PROBLEM SET:
A. In the passage on VOP's 2004 tax campaign, how many workshops did VOP hold?
B. Summarize the passage on VOP's 2004 tax campaign in two sentences.
C. Proceed with the passage on VOP's 2004 tax campaign, picking up right after its final sentence.

PROVIDED PASSAGE:
VOP's statewide campaign to help Virginians understand state taxes, appropriations and expenditures achieved success on many levels in 2004. We worked with 18 other groups, held 41 workshops, used our news magazine and action alert system, developed a media campaign, organized informational visits with legislators and encouraged participation in public meetings. As a result, this campaign allowed VOP to experience a new level of organizational capacity.

Our work helped facilitate some improvements for the poor and working poor in Virginia:

* a raise in the filing threshold from $5,000 to $7,000 for individuals and from $8,000 to $14,000 for married couples, which exempts 141,000 low-income Virginians from paying state income taxes
* the creation of a new low-income tax credit for the working poor
* an increase in the personal exemption from $800 to $900
* elimination of the "marriage penalty"

(Records from a data source)
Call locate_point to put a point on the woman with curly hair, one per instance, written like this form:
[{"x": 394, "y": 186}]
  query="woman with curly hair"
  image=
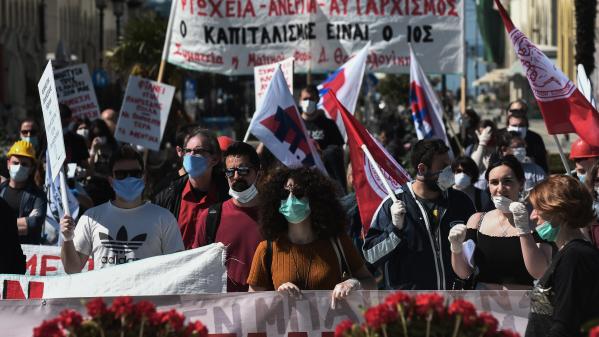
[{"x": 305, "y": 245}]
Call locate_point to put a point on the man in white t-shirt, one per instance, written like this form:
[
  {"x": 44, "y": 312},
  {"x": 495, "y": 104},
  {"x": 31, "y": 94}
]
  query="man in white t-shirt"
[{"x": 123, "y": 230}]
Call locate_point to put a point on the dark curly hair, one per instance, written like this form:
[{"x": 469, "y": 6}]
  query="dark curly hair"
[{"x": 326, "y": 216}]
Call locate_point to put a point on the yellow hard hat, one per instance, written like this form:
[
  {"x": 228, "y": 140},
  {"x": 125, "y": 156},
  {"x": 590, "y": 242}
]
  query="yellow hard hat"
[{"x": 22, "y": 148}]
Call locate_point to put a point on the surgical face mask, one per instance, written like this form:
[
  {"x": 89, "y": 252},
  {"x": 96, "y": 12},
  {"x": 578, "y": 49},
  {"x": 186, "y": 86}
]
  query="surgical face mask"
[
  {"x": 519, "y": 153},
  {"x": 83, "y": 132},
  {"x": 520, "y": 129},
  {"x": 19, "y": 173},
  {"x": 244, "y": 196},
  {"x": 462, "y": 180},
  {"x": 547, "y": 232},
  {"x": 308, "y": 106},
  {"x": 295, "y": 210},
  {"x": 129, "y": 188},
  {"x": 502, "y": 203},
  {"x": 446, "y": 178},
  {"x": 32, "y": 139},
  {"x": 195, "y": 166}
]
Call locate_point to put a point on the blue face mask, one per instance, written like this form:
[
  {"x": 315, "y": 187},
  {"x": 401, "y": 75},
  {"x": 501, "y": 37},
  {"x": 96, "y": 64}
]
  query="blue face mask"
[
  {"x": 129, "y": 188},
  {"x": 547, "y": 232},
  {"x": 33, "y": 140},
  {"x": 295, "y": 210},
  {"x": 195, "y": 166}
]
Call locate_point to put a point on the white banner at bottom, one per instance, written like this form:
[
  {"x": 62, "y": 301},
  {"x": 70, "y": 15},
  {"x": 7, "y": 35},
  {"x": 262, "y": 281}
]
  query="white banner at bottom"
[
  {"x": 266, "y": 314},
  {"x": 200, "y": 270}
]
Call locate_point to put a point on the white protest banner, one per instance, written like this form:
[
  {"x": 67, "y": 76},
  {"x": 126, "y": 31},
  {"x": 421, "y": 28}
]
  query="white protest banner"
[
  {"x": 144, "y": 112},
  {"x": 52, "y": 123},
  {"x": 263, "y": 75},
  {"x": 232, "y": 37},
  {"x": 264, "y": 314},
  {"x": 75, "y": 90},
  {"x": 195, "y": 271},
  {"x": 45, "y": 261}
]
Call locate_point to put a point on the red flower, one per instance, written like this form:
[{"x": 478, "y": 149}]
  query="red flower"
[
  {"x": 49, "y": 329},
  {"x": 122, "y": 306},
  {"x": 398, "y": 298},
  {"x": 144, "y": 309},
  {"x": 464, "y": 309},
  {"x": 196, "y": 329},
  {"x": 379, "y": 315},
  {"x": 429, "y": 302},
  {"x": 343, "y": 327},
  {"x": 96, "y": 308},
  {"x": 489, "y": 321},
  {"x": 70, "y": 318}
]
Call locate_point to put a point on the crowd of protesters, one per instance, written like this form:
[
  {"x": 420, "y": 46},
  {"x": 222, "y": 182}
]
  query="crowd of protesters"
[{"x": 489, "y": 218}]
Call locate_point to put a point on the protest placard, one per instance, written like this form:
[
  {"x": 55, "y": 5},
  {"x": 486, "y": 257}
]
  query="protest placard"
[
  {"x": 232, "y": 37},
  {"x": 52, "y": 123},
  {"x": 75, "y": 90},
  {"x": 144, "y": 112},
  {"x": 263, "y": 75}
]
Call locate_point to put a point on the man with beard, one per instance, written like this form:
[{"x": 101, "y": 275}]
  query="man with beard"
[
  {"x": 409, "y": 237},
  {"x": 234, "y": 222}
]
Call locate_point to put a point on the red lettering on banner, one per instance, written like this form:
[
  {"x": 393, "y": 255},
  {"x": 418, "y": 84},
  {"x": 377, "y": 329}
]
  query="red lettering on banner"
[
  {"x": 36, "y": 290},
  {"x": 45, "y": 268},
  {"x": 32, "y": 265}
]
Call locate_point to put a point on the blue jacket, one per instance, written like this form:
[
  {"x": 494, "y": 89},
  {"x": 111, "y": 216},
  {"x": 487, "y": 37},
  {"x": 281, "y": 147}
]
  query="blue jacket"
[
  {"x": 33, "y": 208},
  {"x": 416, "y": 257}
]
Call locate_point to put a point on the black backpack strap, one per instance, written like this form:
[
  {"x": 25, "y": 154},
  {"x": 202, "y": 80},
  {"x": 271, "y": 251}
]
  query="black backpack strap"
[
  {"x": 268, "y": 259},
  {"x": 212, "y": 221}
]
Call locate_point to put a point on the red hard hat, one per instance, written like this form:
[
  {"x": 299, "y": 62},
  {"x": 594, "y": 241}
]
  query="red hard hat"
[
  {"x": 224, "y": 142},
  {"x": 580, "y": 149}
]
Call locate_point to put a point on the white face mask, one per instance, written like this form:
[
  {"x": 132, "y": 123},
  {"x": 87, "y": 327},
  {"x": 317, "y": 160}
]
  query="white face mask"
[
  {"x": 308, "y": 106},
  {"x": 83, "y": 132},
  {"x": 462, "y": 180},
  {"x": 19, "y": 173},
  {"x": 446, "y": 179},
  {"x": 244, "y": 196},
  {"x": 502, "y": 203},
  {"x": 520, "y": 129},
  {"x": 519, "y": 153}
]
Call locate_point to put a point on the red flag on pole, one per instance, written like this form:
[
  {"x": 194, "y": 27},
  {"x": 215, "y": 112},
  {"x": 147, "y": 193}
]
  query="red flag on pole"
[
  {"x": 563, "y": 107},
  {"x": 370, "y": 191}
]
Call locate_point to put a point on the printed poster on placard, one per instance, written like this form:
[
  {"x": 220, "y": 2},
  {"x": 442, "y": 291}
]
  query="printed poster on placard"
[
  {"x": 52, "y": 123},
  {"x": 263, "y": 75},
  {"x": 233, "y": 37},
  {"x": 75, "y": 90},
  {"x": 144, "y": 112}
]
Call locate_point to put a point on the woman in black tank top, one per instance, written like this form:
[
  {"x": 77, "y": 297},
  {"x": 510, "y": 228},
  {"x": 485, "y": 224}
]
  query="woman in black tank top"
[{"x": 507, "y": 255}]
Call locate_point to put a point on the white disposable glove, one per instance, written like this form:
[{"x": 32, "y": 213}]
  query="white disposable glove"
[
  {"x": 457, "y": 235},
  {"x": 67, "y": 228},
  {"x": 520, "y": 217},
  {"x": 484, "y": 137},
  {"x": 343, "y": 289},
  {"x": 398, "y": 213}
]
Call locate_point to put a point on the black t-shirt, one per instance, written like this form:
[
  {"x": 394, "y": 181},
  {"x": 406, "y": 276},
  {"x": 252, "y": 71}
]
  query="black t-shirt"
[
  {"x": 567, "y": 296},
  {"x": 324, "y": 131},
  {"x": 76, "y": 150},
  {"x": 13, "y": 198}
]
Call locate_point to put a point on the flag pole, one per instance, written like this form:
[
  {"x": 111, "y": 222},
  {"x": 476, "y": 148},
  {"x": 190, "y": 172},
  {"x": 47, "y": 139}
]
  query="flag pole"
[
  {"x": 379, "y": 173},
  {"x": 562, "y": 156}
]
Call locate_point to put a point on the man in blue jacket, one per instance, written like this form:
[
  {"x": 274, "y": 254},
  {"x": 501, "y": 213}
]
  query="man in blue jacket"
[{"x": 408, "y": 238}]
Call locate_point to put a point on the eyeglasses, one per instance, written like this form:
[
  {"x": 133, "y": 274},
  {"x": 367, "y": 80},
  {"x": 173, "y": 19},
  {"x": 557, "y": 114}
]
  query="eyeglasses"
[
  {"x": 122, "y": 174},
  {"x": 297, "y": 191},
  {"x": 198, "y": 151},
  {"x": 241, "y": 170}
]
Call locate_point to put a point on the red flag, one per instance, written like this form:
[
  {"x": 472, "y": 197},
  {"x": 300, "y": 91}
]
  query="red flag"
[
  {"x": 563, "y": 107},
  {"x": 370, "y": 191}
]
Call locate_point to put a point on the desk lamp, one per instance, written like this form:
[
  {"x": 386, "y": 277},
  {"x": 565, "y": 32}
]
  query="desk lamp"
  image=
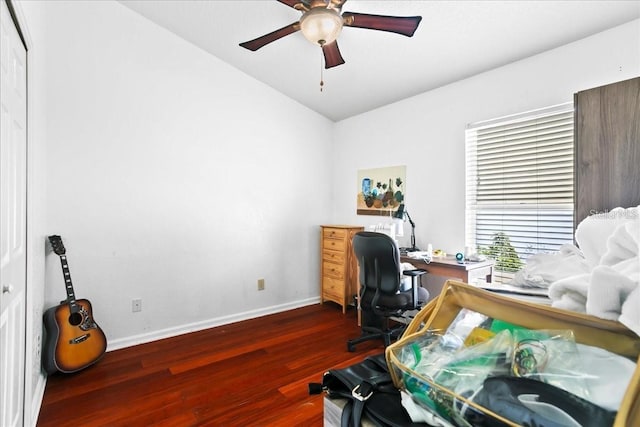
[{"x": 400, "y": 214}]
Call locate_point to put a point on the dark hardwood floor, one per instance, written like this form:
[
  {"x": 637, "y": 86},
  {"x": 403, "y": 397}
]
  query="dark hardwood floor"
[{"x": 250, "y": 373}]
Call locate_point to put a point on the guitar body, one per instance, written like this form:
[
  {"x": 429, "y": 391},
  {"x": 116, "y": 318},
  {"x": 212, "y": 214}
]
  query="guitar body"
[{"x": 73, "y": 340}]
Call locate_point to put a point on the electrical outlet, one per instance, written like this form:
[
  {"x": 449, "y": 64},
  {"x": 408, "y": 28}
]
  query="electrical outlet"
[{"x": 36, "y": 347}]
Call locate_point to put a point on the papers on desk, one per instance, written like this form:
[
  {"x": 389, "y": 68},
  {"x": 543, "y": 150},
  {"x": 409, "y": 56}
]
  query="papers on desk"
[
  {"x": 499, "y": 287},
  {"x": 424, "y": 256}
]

---

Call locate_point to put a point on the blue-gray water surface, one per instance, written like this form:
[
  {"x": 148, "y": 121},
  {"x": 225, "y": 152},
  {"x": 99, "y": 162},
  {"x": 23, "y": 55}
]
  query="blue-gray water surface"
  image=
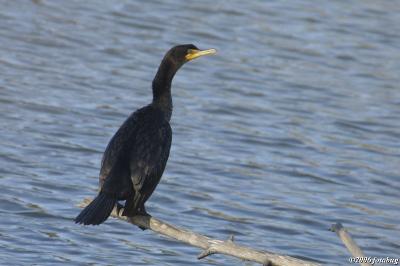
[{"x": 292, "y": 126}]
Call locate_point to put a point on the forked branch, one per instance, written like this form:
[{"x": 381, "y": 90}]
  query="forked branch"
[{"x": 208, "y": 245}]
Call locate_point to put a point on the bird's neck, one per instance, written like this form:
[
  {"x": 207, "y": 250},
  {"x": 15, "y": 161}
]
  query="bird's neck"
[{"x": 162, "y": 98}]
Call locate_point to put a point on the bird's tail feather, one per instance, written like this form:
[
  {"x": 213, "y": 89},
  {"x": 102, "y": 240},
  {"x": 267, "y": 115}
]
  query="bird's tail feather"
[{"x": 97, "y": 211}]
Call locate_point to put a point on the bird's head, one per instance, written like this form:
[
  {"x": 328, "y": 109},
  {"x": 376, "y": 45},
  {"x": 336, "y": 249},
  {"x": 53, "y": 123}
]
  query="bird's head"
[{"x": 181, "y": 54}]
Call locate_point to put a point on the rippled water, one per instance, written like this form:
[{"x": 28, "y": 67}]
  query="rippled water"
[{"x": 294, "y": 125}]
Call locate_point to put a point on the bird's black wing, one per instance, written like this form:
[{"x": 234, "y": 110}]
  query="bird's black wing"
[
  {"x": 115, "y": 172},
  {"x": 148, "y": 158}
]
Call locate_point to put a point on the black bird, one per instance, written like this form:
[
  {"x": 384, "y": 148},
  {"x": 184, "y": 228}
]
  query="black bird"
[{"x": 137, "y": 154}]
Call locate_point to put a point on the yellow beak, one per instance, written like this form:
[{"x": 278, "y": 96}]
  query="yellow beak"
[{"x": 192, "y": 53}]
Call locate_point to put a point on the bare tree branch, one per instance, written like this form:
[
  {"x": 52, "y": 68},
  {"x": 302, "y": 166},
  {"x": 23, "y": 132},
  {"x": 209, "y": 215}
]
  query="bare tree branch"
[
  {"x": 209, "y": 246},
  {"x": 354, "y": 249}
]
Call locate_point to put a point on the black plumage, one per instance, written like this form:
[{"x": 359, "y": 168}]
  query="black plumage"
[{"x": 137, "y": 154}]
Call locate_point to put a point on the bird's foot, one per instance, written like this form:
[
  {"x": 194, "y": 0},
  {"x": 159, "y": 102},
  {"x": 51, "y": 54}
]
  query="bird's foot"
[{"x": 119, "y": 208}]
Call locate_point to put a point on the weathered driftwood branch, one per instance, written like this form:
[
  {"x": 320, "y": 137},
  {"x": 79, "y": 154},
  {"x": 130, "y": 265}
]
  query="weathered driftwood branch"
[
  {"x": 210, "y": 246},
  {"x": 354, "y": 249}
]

---

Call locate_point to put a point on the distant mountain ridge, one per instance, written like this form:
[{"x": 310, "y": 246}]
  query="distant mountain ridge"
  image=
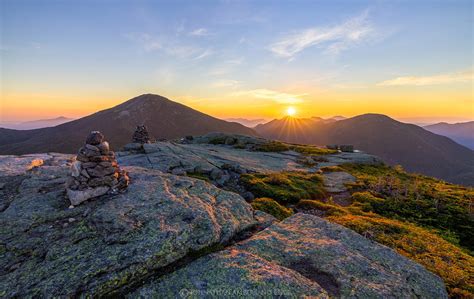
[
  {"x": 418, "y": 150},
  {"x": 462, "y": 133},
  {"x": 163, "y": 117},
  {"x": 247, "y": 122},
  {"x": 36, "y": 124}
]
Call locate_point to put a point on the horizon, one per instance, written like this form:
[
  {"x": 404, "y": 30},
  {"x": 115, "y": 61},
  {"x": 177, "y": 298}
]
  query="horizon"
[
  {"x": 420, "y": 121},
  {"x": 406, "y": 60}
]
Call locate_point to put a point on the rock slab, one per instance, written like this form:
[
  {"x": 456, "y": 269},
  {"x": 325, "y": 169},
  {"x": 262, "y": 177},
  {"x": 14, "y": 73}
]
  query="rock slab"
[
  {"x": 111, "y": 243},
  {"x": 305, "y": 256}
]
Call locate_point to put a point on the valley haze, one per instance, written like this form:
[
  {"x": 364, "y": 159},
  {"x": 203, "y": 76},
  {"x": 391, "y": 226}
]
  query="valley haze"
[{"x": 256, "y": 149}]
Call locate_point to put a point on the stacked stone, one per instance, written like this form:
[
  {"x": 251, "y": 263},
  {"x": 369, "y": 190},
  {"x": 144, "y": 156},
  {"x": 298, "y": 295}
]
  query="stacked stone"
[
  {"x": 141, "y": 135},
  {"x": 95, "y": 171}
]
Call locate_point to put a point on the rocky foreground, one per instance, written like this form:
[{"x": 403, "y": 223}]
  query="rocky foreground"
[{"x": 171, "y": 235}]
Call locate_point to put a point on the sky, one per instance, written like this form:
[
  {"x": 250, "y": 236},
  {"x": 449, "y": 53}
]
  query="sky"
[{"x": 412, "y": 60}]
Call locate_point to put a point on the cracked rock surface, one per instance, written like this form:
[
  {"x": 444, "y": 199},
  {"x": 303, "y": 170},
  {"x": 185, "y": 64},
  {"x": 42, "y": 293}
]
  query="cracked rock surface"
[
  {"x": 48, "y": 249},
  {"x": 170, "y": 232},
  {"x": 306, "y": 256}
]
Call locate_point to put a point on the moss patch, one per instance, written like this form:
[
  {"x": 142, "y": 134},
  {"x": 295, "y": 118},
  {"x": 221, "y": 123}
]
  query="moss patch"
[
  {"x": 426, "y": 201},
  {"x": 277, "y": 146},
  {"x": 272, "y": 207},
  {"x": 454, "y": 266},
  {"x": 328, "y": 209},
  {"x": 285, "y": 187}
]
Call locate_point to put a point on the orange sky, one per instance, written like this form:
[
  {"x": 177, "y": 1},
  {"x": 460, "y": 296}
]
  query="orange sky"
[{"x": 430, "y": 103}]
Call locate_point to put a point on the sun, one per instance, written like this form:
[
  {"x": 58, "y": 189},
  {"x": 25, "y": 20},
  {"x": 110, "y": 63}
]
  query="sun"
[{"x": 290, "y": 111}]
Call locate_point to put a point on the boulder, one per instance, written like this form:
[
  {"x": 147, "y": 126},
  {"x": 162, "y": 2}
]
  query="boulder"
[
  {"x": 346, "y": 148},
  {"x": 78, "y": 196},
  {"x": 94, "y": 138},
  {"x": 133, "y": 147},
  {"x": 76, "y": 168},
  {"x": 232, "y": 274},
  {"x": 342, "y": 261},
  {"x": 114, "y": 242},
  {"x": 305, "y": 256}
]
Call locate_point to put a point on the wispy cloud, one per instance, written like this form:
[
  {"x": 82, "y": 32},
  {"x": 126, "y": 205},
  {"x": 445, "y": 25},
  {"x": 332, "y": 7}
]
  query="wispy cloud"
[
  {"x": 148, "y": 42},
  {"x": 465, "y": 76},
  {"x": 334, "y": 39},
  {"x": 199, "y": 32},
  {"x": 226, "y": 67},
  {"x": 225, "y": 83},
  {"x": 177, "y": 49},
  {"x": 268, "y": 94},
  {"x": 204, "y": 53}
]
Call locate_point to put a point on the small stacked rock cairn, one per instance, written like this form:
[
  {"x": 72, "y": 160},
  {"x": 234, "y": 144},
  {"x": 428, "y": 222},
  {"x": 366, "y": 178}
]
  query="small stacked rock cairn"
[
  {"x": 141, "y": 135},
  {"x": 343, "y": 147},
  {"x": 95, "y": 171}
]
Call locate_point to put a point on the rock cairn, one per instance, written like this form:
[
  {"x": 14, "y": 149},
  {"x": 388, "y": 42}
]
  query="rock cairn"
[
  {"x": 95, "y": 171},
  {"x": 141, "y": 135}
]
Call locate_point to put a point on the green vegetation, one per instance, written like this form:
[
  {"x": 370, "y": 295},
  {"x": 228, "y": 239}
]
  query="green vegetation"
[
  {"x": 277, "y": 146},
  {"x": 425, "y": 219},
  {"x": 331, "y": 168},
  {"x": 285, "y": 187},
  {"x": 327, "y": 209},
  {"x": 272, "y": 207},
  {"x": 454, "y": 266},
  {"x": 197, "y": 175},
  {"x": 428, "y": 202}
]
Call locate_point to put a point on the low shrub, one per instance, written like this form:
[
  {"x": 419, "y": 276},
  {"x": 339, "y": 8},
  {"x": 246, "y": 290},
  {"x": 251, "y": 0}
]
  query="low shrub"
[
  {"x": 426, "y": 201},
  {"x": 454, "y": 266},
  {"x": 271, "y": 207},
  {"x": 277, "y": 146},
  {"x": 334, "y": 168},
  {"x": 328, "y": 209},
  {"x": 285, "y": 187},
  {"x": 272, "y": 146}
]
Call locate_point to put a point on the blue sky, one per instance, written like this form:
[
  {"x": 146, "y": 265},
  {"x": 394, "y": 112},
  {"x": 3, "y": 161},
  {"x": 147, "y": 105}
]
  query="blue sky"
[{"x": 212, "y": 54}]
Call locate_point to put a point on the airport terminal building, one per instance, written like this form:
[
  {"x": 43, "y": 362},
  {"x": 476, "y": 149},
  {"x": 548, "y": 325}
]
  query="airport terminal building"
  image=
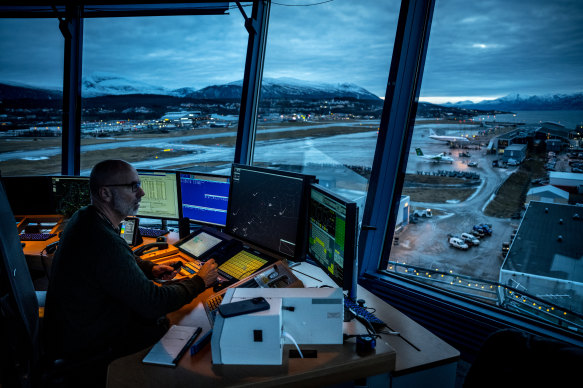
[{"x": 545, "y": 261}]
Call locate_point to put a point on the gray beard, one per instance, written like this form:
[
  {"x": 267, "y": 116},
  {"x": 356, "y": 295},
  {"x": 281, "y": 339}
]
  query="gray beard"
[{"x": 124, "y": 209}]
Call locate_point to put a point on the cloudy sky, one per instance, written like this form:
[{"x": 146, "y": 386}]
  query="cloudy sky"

OUTPUTS:
A. VOP held 41 workshops.

B. In 2004, VOP ran a statewide campaign to help Virginians understand state taxes, appropriations and expenditures, working with 18 other groups, holding 41 workshops and using media outreach, legislator visits and public meetings. The work helped bring about improvements for the poor and working poor, including a higher filing threshold, a new low-income tax credit, a larger personal exemption and the elimination of the "marriage penalty."

C.
* a schedule of reductions in sales tax on food, working toward the total elimination of this tax
* elimination of two common loopholes used by many major corporations and businesses to legally avoid paying state income taxes
* elimination of a foreign income loophole
* a tax increase on cigarettes
* a means test of the deduction formerly based solely on age
* preserved estate tax revenue on estates worth more than $1 million

VOP also worked with members and allies on other statewide improvements, including:

* an increase of $1.5 billion in new state support to public education, reducing the pressure on local real estate taxes
* an increase in $32 million to assist persons with mental disabilities
* the largest infusion of funds for natural resource programs in Virginia's history
* $15 million each year to the Water Quality Improvement Fund and $2.5 million per year to the Virginia Land Conservation Foundation

During the state revenue debate in 2004, the dialogue received much media attention, including a highlight in The New York Times. VOP was a forerunner and remains a central player in this issue. We were featured in articles in The Washington Post, the Richmond Times-Dispatch, the Virginian-Pilot (Tidewater), and the Roanoke Times, to name a few. We have been credited in a variety of publications in Virginia with providing continued grassroots leadership in addressing this critical issue.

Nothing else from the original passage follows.